Passage provided:
Christopher Pratt: Holloway School was the ultimate, urban, red brick schoolhouse, you know. It was on a grand scale, but it had that feeling about it. It was an absolutely wonderful building, absolutely wonderful. We had two gymnasia or gymnasiums. There were several music rooms, as you know. All the class windows looked south over the harbour, out through the narrows. Big tall windows. Sunlight streaming in. It was just an absolutely wonderful, wonderful building. A wonderful experience for a child and I remember all of that.
Karl: There was a female staff at Holloway when I attended. Dorothy Bradbury, my Grade 4 teacher struggled to improve my handwriting. In Grade 5 Lima Davis got me hooked on reading. She introduced us to Dickens’s, David Copperfield. Miss Davis taught 1500 children during her career at Holloway and as you're about to see in this 1984 interview, she loved Holloway School from the very first day.
Lima Davis: There are so many years and the pictures change. From the beginning, when I walked down the ramp from Harvey Road, down into Holloway, I remember distinctly hearing the music from the grand piano floating up from the Pitt's Memorial Hall and I said, 'I'm going to like it here.'
Karl: Christopher Pratt remembers one teacher, Helen Leslie, and one day in particular at Holloway.
Christopher Pratt: I remember the Normandy invasion. And I remember Miss Leslie being on the stage at Pitt's Memorial Hall and telling us that the invasion had begun, which, of course it had hours before we got to school. And I remember, and I shiver as I think of it now, I remember her saying, 'Already, thousands of boys will be dead on both sides.'
Karl: In its early years, one of the reasons Holloway School was special had to do with its name. Holloway was named after Robert Edwards Holloway, a brilliant educator who taught for thirty years in the building that stood in the shade of this hill.

Stored dataset items:
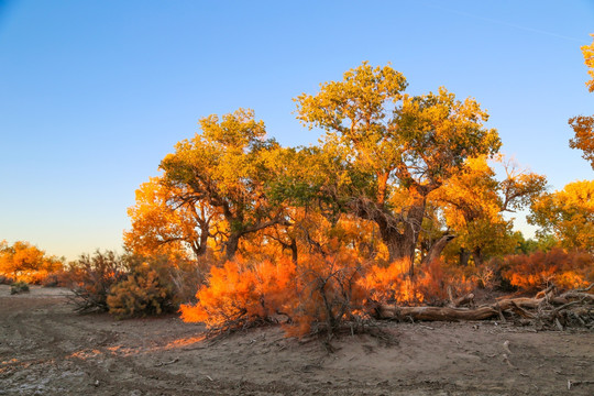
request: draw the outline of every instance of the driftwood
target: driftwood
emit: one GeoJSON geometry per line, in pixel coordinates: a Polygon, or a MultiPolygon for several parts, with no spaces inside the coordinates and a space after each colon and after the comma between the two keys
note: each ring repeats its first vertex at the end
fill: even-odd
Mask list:
{"type": "Polygon", "coordinates": [[[459,308],[459,305],[472,301],[473,295],[459,299],[452,299],[450,296],[450,307],[399,307],[381,304],[375,307],[375,316],[377,319],[413,321],[520,319],[522,324],[532,323],[541,329],[564,330],[568,326],[594,329],[594,294],[588,293],[593,286],[594,284],[587,288],[569,290],[561,295],[557,294],[556,287],[549,287],[534,298],[506,298],[476,308],[459,308]]]}

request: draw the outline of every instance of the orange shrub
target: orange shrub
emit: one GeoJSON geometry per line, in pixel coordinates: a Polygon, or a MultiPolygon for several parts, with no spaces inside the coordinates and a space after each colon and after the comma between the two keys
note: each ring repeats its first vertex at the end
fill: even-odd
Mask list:
{"type": "Polygon", "coordinates": [[[81,255],[70,263],[64,283],[74,293],[72,302],[81,312],[107,311],[107,297],[111,287],[123,280],[129,273],[128,263],[114,252],[99,251],[81,255]]]}
{"type": "Polygon", "coordinates": [[[297,266],[297,299],[288,336],[327,332],[331,336],[344,320],[362,315],[365,289],[360,284],[364,264],[346,251],[308,254],[297,266]]]}
{"type": "Polygon", "coordinates": [[[160,315],[172,310],[173,295],[158,273],[142,265],[128,278],[113,285],[107,296],[109,314],[118,318],[160,315]]]}
{"type": "Polygon", "coordinates": [[[585,252],[535,252],[504,258],[502,277],[512,286],[536,290],[553,283],[561,288],[586,286],[594,282],[594,257],[585,252]]]}
{"type": "Polygon", "coordinates": [[[367,298],[375,302],[402,305],[442,304],[448,298],[448,286],[454,295],[468,293],[471,283],[460,274],[444,274],[442,264],[433,261],[417,267],[414,278],[408,275],[410,261],[395,261],[388,266],[373,265],[360,280],[367,298]]]}
{"type": "Polygon", "coordinates": [[[271,321],[294,300],[295,264],[280,258],[253,264],[241,257],[212,266],[207,285],[196,294],[196,305],[182,305],[182,319],[228,330],[271,321]]]}

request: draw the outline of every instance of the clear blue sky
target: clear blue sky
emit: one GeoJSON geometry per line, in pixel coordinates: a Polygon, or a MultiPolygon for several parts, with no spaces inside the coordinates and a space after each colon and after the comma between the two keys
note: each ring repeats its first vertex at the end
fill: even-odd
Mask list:
{"type": "Polygon", "coordinates": [[[134,190],[199,118],[252,108],[315,143],[292,99],[363,61],[476,98],[552,189],[592,179],[566,124],[594,113],[590,33],[594,0],[0,0],[0,240],[121,250],[134,190]]]}

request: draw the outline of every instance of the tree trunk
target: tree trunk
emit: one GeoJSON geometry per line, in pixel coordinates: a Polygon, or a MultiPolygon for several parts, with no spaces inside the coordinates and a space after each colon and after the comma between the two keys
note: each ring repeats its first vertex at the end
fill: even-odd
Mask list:
{"type": "Polygon", "coordinates": [[[224,253],[226,253],[227,260],[231,261],[235,256],[235,253],[238,252],[238,248],[239,248],[240,238],[241,238],[241,234],[239,233],[232,233],[231,235],[229,235],[229,239],[224,243],[226,245],[224,253]]]}
{"type": "Polygon", "coordinates": [[[469,266],[470,255],[470,251],[465,250],[464,248],[460,248],[460,266],[469,266]]]}
{"type": "Polygon", "coordinates": [[[479,266],[483,264],[483,252],[481,252],[481,248],[476,248],[472,251],[472,257],[474,258],[474,265],[479,266]]]}
{"type": "Polygon", "coordinates": [[[204,256],[207,252],[208,232],[201,232],[199,241],[193,241],[191,250],[196,258],[204,256]]]}
{"type": "Polygon", "coordinates": [[[295,238],[290,239],[289,248],[290,248],[290,258],[293,260],[295,264],[297,264],[298,251],[297,251],[297,240],[295,240],[295,238]]]}
{"type": "Polygon", "coordinates": [[[422,258],[422,263],[430,263],[435,260],[438,260],[446,245],[454,238],[454,235],[441,237],[439,241],[431,245],[431,248],[429,249],[429,253],[427,253],[427,255],[422,258]]]}
{"type": "Polygon", "coordinates": [[[415,275],[415,249],[417,248],[418,235],[425,217],[425,198],[422,202],[413,206],[404,222],[404,232],[399,232],[395,227],[386,227],[384,222],[377,222],[382,240],[386,244],[389,253],[389,261],[408,258],[410,266],[408,274],[415,275]]]}

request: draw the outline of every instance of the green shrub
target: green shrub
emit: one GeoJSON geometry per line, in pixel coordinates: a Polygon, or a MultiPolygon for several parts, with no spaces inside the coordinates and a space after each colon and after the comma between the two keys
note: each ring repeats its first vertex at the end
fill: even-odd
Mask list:
{"type": "Polygon", "coordinates": [[[107,297],[109,312],[118,318],[144,317],[175,310],[172,287],[148,263],[136,266],[113,285],[107,297]]]}
{"type": "Polygon", "coordinates": [[[129,274],[128,262],[114,252],[99,251],[81,255],[69,264],[65,275],[67,287],[73,290],[70,301],[79,312],[108,311],[107,297],[111,287],[129,274]]]}

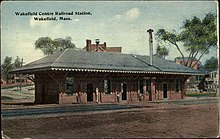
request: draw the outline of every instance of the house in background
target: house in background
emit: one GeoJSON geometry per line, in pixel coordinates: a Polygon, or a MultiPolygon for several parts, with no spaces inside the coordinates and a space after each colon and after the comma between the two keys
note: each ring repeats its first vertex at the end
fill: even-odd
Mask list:
{"type": "Polygon", "coordinates": [[[122,47],[107,47],[106,42],[100,44],[99,39],[95,40],[95,44],[92,44],[91,40],[86,40],[86,46],[83,50],[88,52],[118,52],[121,53],[122,47]]]}
{"type": "Polygon", "coordinates": [[[201,62],[198,61],[196,58],[190,58],[190,57],[185,57],[184,59],[182,57],[177,57],[175,58],[174,61],[175,63],[180,64],[180,65],[187,64],[187,67],[190,67],[195,70],[200,70],[200,72],[203,73],[203,75],[191,76],[187,80],[187,89],[189,91],[193,91],[193,92],[200,91],[198,88],[198,85],[200,84],[200,82],[204,78],[204,75],[206,74],[206,72],[201,67],[201,62]]]}

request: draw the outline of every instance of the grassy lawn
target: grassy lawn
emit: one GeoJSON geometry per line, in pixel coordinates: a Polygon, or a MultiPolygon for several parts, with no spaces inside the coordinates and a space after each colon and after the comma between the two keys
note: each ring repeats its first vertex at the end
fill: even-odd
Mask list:
{"type": "Polygon", "coordinates": [[[216,97],[216,93],[204,92],[204,93],[187,93],[188,97],[216,97]]]}

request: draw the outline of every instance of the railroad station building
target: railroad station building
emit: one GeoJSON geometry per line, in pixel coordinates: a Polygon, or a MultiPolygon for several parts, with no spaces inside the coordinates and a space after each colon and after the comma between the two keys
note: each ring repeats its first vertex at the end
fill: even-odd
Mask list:
{"type": "Polygon", "coordinates": [[[157,56],[73,49],[56,52],[13,72],[34,74],[36,103],[183,99],[187,79],[199,74],[157,56]]]}
{"type": "Polygon", "coordinates": [[[113,103],[183,99],[186,81],[200,72],[153,56],[121,53],[121,47],[91,44],[86,51],[66,49],[15,69],[34,74],[35,103],[113,103]]]}

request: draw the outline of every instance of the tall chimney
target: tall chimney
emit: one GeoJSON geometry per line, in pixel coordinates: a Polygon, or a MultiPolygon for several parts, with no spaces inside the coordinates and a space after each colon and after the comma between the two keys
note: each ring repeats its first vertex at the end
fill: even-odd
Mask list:
{"type": "Polygon", "coordinates": [[[153,29],[148,29],[147,32],[149,33],[149,49],[150,49],[150,65],[153,65],[153,37],[152,32],[153,29]]]}
{"type": "Polygon", "coordinates": [[[91,40],[86,40],[86,51],[91,51],[91,44],[92,44],[92,41],[91,40]]]}
{"type": "Polygon", "coordinates": [[[96,51],[99,51],[99,39],[95,39],[95,43],[96,43],[96,51]]]}

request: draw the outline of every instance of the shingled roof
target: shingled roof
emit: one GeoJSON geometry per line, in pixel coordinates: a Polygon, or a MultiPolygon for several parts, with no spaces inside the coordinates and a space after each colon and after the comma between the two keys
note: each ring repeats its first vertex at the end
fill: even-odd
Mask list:
{"type": "Polygon", "coordinates": [[[91,71],[157,74],[200,74],[198,70],[153,56],[122,53],[87,52],[66,49],[13,70],[15,73],[34,73],[42,70],[91,71]]]}

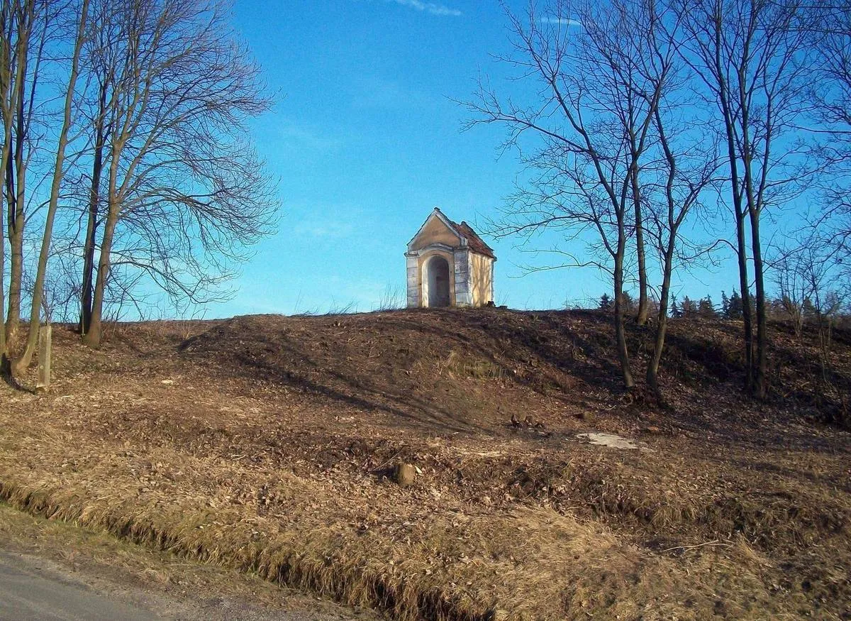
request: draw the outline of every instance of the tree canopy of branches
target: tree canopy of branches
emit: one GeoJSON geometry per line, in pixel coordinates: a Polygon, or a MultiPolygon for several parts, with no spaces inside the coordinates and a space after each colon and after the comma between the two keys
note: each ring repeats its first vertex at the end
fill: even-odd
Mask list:
{"type": "Polygon", "coordinates": [[[643,324],[649,232],[663,271],[648,371],[658,390],[680,228],[715,169],[711,141],[707,149],[696,147],[698,134],[677,112],[683,77],[668,32],[671,12],[654,0],[557,0],[542,9],[531,3],[524,15],[509,13],[509,20],[515,53],[503,60],[536,83],[537,98],[517,104],[483,83],[467,104],[474,115],[469,126],[498,123],[508,129],[504,147],[521,147],[528,135],[538,139],[539,147],[522,152],[531,180],[511,197],[498,233],[528,238],[547,229],[570,241],[593,240],[588,258],[570,253],[563,267],[595,265],[611,274],[618,358],[629,388],[634,380],[624,328],[625,265],[631,244],[637,321],[643,324]]]}
{"type": "Polygon", "coordinates": [[[132,296],[156,285],[175,303],[226,295],[220,285],[271,232],[277,203],[247,125],[271,101],[224,3],[0,2],[0,224],[11,250],[7,284],[0,244],[0,352],[8,363],[17,350],[28,301],[20,372],[42,313],[63,295],[46,287],[72,290],[84,341],[96,347],[111,290],[132,296]],[[49,187],[36,198],[25,193],[33,162],[49,187]],[[25,234],[40,248],[26,292],[25,234]],[[49,273],[51,261],[61,277],[49,273]]]}
{"type": "MultiPolygon", "coordinates": [[[[591,265],[611,275],[627,388],[625,283],[637,282],[643,297],[645,246],[654,249],[660,303],[647,381],[659,393],[675,264],[717,245],[688,239],[683,223],[716,203],[730,215],[716,241],[734,239],[740,293],[727,300],[725,315],[742,320],[743,383],[768,395],[764,216],[799,209],[802,220],[802,197],[811,201],[827,178],[831,217],[851,213],[837,189],[851,170],[848,9],[847,0],[533,0],[523,15],[508,11],[514,51],[500,60],[519,69],[519,83],[536,85],[507,98],[480,81],[467,105],[468,126],[508,128],[501,147],[517,147],[528,173],[495,233],[523,243],[562,233],[573,246],[558,249],[567,260],[549,267],[591,265]],[[591,252],[580,257],[574,249],[583,242],[591,252]]],[[[831,226],[836,247],[845,230],[831,226]]],[[[676,313],[691,313],[689,305],[684,299],[676,313]]],[[[702,306],[716,314],[708,301],[702,306]]]]}

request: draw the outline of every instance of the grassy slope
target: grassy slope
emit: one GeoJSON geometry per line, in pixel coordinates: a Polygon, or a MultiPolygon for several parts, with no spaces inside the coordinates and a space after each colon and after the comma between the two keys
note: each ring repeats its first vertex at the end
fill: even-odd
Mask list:
{"type": "MultiPolygon", "coordinates": [[[[757,405],[736,331],[674,322],[667,409],[620,392],[597,313],[127,325],[94,353],[58,331],[54,389],[3,388],[0,482],[34,510],[403,617],[841,617],[851,448],[819,421],[841,416],[847,335],[825,399],[811,339],[774,326],[757,405]],[[382,478],[397,461],[420,468],[412,486],[382,478]]],[[[651,336],[631,335],[639,371],[651,336]]]]}

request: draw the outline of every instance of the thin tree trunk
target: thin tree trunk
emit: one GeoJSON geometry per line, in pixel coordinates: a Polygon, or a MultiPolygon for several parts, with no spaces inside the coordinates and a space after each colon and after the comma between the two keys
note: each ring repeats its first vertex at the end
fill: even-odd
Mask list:
{"type": "Polygon", "coordinates": [[[94,283],[94,296],[92,299],[92,313],[89,330],[83,336],[83,342],[90,348],[100,347],[103,335],[104,292],[106,288],[106,279],[109,278],[110,254],[112,251],[112,239],[117,221],[117,209],[113,209],[111,198],[110,210],[104,223],[104,238],[100,242],[100,256],[98,261],[97,279],[94,283]]]}
{"type": "Polygon", "coordinates": [[[107,188],[106,221],[104,222],[104,237],[100,241],[100,256],[98,259],[97,279],[94,282],[94,296],[92,299],[92,313],[89,330],[83,336],[83,342],[90,348],[100,347],[103,336],[103,306],[106,280],[109,278],[110,256],[112,252],[112,239],[118,222],[118,160],[123,145],[121,138],[112,134],[110,146],[109,182],[107,188]]]}
{"type": "Polygon", "coordinates": [[[94,124],[94,160],[92,164],[92,186],[89,197],[89,221],[83,246],[83,290],[80,299],[80,333],[86,334],[92,321],[92,285],[94,271],[94,245],[100,204],[100,177],[103,171],[104,114],[106,106],[106,83],[100,87],[98,117],[94,124]]]}
{"type": "Polygon", "coordinates": [[[15,72],[16,97],[14,98],[14,152],[8,162],[7,195],[9,219],[7,221],[9,244],[9,311],[6,313],[6,344],[15,345],[20,326],[21,282],[24,275],[24,204],[26,187],[26,162],[24,160],[24,143],[26,129],[24,121],[25,89],[29,26],[19,32],[18,65],[15,72]]]}
{"type": "Polygon", "coordinates": [[[764,267],[759,238],[759,212],[751,211],[751,251],[753,253],[754,286],[757,292],[757,360],[755,365],[754,393],[757,399],[768,395],[768,325],[765,306],[764,267]]]}
{"type": "Polygon", "coordinates": [[[736,254],[739,257],[739,286],[741,288],[742,323],[745,332],[745,389],[753,389],[753,313],[747,279],[747,246],[745,244],[745,216],[736,206],[736,254]]]}
{"type": "Polygon", "coordinates": [[[671,296],[671,273],[673,271],[675,235],[676,232],[671,233],[668,246],[665,250],[664,275],[662,277],[662,290],[659,299],[659,324],[656,326],[656,342],[653,348],[653,357],[647,366],[648,386],[659,399],[662,398],[662,391],[659,388],[659,363],[662,359],[665,336],[668,328],[668,298],[671,296]]]}
{"type": "Polygon", "coordinates": [[[9,101],[9,82],[11,80],[11,72],[9,66],[9,42],[6,37],[7,19],[10,15],[7,14],[7,7],[2,9],[2,20],[0,20],[0,101],[3,102],[3,141],[0,147],[0,376],[5,376],[9,371],[9,352],[6,348],[6,242],[3,240],[2,232],[5,221],[5,210],[3,209],[2,197],[5,195],[6,188],[6,165],[11,154],[11,135],[12,126],[9,123],[9,115],[6,112],[7,102],[9,101]]]}
{"type": "MultiPolygon", "coordinates": [[[[633,161],[637,161],[634,158],[633,161]]],[[[642,217],[641,188],[638,186],[638,166],[632,167],[632,203],[636,214],[636,256],[638,261],[638,313],[636,323],[644,325],[649,315],[649,301],[648,300],[647,266],[644,259],[644,222],[642,217]]]]}
{"type": "Polygon", "coordinates": [[[618,248],[614,256],[614,338],[618,350],[618,361],[624,378],[624,386],[629,389],[635,386],[630,370],[630,354],[626,348],[626,332],[624,327],[624,251],[626,239],[623,228],[618,233],[618,248]]]}
{"type": "Polygon", "coordinates": [[[56,161],[54,164],[53,182],[50,185],[50,200],[48,204],[48,213],[44,221],[42,248],[38,255],[36,284],[32,290],[32,302],[30,307],[30,330],[26,336],[26,347],[24,349],[24,353],[15,361],[15,373],[20,373],[30,365],[30,363],[32,361],[32,355],[35,354],[36,343],[38,340],[39,319],[41,317],[42,300],[44,295],[44,279],[47,274],[48,257],[50,254],[50,239],[53,235],[53,224],[59,204],[60,186],[65,175],[65,150],[68,144],[68,132],[71,129],[74,90],[77,86],[77,78],[79,74],[80,53],[85,39],[88,13],[89,0],[83,0],[83,6],[80,8],[77,37],[74,41],[74,56],[71,60],[71,75],[68,78],[68,87],[65,95],[65,117],[62,119],[62,129],[60,132],[59,141],[56,147],[56,161]]]}
{"type": "Polygon", "coordinates": [[[0,105],[3,128],[3,147],[0,147],[0,376],[9,376],[9,349],[6,342],[6,242],[5,198],[7,167],[12,157],[12,108],[9,95],[12,91],[11,41],[9,38],[12,14],[10,7],[3,3],[0,9],[0,105]]]}

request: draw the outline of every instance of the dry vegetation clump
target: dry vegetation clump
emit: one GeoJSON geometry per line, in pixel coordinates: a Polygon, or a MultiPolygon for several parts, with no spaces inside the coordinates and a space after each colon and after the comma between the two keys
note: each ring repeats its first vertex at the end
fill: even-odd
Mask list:
{"type": "Polygon", "coordinates": [[[848,434],[745,401],[734,325],[673,322],[665,407],[597,313],[195,327],[57,331],[52,392],[2,388],[0,495],[400,618],[847,616],[848,434]]]}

Written exercise: Please copy out the Holloway School transcript above word for word, from start to finish.

Worked answer:
Christopher Pratt: Holloway School was the ultimate, urban, red brick schoolhouse, you know. It was on a grand scale, but it had that feeling about it. It was an absolutely wonderful building, absolutely wonderful. We had two gymnasia or gymnasiums. There were several music rooms, as you know. All the class windows looked south over the harbour, out through the narrows. Big tall windows. Sunlight streaming in. It was just an absolutely wonderful, wonderful building. A wonderful experience for a child and I remember all of that.
Karl: There was a female staff at Holloway when I attended. Dorothy Bradbury, my Grade 4 teacher struggled to improve my handwriting. In Grade 5 Lima Davis got me hooked on reading. She introduced us to Dickens’s, David Copperfield. Miss Davis taught 1500 children during her career at Holloway and as you're about to see in this 1984 interview, she loved Holloway School from the very first day.
Lima Davis: There are so many years and the pictures change. From the beginning, when I walked down the ramp from Harvey Road, down into Holloway, I remember distinctly hearing the music from the grand piano floating up from the Pitt's Memorial Hall and I said, 'I'm going to like it here.'
Karl: Christopher Pratt remembers one teacher, Helen Leslie, and one day in particular at Holloway.
Christopher Pratt: I remember the Normandy invasion. And I remember Miss Leslie being on the stage at Pitt's Memorial Hall and telling us that the invasion had begun, which, of course it had hours before we got to school. And I remember, and I shiver as I think of it now, I remember her saying, 'Already, thousands of boys will be dead on both sides.'
Karl: In its early years, one of the reasons Holloway School was special had to do with its name. Holloway was named after Robert Edwards Holloway, a brilliant educator who taught for thirty years in the building that stood in the shade of this hill.